**Source passage**
Segment Open

CU Denver campus 2019

Presidential Initiative Supports Urban and Place-Based Research

July 13, 2020

What do social and environmental justice, affordable housing, public spaces, and smart cities all have in common? They are greatly impacted by the research coming from CU Denver’s faculty and students.

To support faculty pursuing urban and place-based research and creative work, the CU Denver deans are proud to announce a new Presidential Initiative Seed Grant opportunity worth $500,000 in funding. The first round of funds, a total of $150,000, will be awarded to individuals or teams from CU Denver to support projects that have the potential to leverage larger grants and gifts, according to Presidential Initiative Director Austin Troy, PhD, who also serves as chair of the Department of Urban and Regional Planning in the College of Architecture and Planning

Enhancing Life Quality in Denver and Beyond

CU Denver’s seven deans requested the initiative as a means to “strengthen research related to urban development at CU Denver through a transdisciplinary research initiative engaging all schools and colleges with a focus on enhancing life quality for all, now and into the future,” according to the 2019 – 20 President’s Initiative Request Form. The initiative aligns with President Kennedy’s goal of having distinctive points of expertise and renown for each CU campus—CU Denver’s being its prime location in downtown Denver, its strong network of community partners, and its preeminence in urban research.

“Of all the CU campuses, we are the most urban, we are located in the heart of the city, and we have these great connections with the various industries located downtown,” Troy said. “This initiative is meant to take advantage of that.”

Building upon CityCenter’s Imagine a Great Region initiative which fosters cross-sector, regional conversations on growth, the Presidential Initiative is intended to support urban and place-based research and creative work at the university. This will happen through funding, coordinating faculty and students across campus, sharing outcomes in a physical space and on a website, enabling connections with public and private sector partners, serving as a resource for data and best practices, and enacting real and thoughtful change in the community and beyond.

Segment Closed

Entries taken from a collection:
Segment Open

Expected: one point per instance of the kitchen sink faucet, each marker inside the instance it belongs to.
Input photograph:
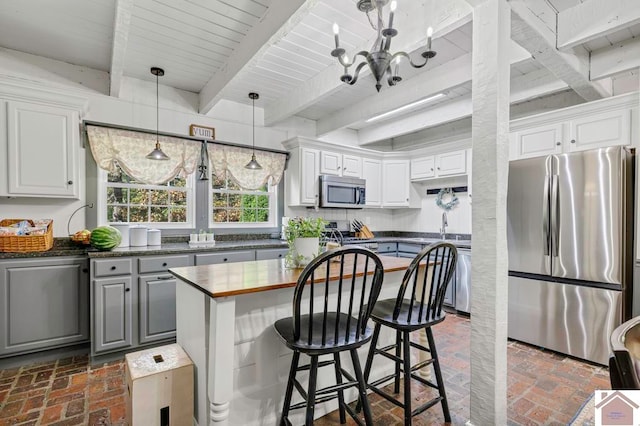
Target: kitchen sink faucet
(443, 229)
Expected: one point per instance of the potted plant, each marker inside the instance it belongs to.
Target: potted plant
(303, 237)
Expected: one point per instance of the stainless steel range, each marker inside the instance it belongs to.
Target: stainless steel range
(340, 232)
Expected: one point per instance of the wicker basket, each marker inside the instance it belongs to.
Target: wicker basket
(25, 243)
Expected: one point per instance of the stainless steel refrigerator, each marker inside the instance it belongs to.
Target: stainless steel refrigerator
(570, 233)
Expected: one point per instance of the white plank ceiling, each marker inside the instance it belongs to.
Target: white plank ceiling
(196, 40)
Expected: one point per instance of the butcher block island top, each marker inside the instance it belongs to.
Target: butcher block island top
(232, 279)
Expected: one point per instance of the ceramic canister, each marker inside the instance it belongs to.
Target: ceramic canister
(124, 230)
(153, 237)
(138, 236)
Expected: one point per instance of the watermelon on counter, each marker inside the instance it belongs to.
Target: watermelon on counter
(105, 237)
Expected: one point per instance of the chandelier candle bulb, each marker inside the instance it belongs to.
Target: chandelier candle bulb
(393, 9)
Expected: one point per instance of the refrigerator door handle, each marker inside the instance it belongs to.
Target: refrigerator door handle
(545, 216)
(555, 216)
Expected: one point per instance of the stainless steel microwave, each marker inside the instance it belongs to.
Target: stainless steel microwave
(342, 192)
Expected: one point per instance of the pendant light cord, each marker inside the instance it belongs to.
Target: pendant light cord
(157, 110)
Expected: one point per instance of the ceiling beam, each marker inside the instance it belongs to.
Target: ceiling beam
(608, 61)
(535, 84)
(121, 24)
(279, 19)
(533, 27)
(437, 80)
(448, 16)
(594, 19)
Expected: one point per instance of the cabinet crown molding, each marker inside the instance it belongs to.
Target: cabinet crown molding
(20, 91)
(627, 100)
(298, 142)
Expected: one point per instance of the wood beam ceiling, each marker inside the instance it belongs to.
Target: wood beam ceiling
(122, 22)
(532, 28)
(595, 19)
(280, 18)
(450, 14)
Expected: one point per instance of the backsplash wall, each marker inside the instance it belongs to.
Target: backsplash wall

Segment Closed
Segment Open

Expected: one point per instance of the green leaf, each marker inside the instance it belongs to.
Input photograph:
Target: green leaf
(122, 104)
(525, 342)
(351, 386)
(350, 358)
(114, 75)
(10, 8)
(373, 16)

Segment Closed
Segment Open

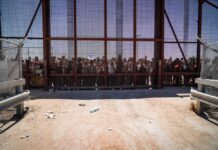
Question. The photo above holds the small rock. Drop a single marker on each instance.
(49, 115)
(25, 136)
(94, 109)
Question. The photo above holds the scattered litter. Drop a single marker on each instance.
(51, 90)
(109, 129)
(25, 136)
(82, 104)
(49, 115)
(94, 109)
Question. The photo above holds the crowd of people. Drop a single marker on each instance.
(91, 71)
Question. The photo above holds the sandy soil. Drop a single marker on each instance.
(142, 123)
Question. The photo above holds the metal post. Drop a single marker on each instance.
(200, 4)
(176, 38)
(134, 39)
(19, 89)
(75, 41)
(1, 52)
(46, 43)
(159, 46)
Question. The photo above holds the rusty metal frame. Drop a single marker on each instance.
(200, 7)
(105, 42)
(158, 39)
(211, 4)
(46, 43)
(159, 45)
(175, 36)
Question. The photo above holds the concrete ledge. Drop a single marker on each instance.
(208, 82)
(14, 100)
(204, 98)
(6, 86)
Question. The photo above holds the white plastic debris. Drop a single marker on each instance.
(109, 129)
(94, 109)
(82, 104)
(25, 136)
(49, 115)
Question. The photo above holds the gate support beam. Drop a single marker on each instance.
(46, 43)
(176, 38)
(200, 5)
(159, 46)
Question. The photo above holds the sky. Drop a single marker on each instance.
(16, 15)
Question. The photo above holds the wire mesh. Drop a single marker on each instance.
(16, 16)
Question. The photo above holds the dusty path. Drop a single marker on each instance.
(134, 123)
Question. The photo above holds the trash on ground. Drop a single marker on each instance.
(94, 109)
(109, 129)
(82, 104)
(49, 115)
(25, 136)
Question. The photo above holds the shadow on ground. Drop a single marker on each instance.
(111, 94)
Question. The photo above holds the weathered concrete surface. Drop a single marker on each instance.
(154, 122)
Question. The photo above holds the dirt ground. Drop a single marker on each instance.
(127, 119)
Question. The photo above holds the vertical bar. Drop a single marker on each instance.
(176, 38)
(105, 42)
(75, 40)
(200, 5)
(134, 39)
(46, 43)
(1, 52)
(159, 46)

Segment Closed

**Exercise requirements**
a - List every means the last paragraph of the CU Denver article names through which the Presidential Initiative will support urban and place-based research and creative work.
b - Write the paragraph that would come next in the CU Denver article, picking up after its final sentence.

**Exercise responses**
a -
- Funding
- Coordinating faculty and students across campus
- Sharing outcomes in a physical space and on a website
- Enabling connections with public and private sector partners
- Serving as a resource for data and best practices
- Enacting real and thoughtful change in the community and beyond

b -
“Our goal is for these seed grants to truly enable faculty to obtain much larger grants. We hope that within two years, each of them is doing impactful research contributing to make our cities better places—more just, inclusive, healthier, beautiful, sustainable, economically vital, and more joyful to live in. This research could contribute in a big way to enhance life quality in our city and state,” said Nan Ellin, PhD, dean of the College of Architecture and Planning

Timeline for Applications

The funding will last for two years. The first round of requests for proposals (RFP) are due Monday, Aug. 21 at 5 p.m. Another round will take place the following fiscal year. Proposals will be reviewed by a committee including awardees from the TIAA Chancellor’s Urban Engaged Scholar’s program, with input from CU Denver deans. Applicants’ research must address critical and timely topics related to cities such as affordable housing, public health, social equity, green infrastructure, air and water quality, urban ecology, and water and energy use, among a list of others outlined in the RFP.

Awards will be announced in early September and range from $10,000 – $20,000, with the possibility of larger grants for larger teams. Funds may be applied toward materials, equipment, salary for student research assistants, faculty, and travel.

Deans Highlight Impact on Research

Deans agree that the initiative will foster partnerships and collaboration across the university and within the community, and address urban-related issues that impact Denver, the state of Colorado, and beyond.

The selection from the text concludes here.